Commission set for climb-down on ‘ownership unbundling’

A proposal to further liberalise the EU’s energy market, due on 19 September, is to present member states with alternative options to full ‘ownership unbundling’ in an effort to ward off a veto threat from nine countries led by Germany and France, EU officials have told EURACTIV.

  • Weighing the options

The EU executive is currently considering two main options for its upcoming proposal, scheduled for release on 19 September, it emerged from discussions with EU officials, speaking on condition of anonymity.

The first option is to force “integrated” energy companies, which own both energy production and distribution infrastructure, to completely sell off their gas and electricity-transmission networks, so-called full ownership unbundling. 

But German and French energy giants, backed by their respective governments, have put up staunch opposition to this proposal. In addition, a clause in Germany’s Constitution prohibits public authorities from forcing companies to sell their assets.

As a possible compromise, the Commission may allow companies to maintain ownership as long as the shares of the energy producing company are “split” from the shares of the transmission network company. 

The idea is that shareholders of the energy transmission company would push for greater investment in transmission networks in order to attract more market entrants, thus fostering the kind of competition the Commission believes is currently being stifled by integrated energy firms, which have little incentive to to increase the number of competitors on their grids.

• _TASK GOAL_:
Which words or phrases does the article on the EU energy-market proposal put in quotation marks? List each one once.

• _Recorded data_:
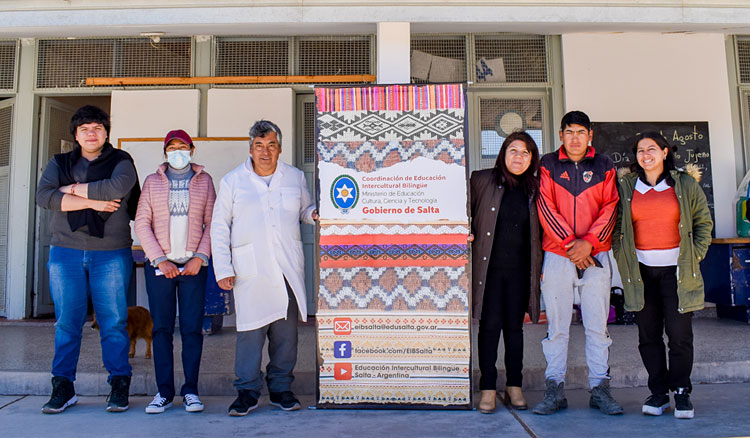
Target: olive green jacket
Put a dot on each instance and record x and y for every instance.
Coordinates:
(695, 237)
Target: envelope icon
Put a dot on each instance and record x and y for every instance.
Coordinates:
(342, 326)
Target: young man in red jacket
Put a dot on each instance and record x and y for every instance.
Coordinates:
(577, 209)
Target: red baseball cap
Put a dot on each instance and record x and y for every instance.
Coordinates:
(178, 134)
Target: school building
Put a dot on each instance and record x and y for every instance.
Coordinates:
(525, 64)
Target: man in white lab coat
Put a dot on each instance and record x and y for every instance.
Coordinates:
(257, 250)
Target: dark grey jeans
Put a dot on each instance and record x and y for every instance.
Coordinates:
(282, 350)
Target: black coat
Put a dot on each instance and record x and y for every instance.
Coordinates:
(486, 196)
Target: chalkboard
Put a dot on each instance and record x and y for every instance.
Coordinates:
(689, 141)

• _CORRECT OUTPUT_:
- ownership unbundling
- integrated
- split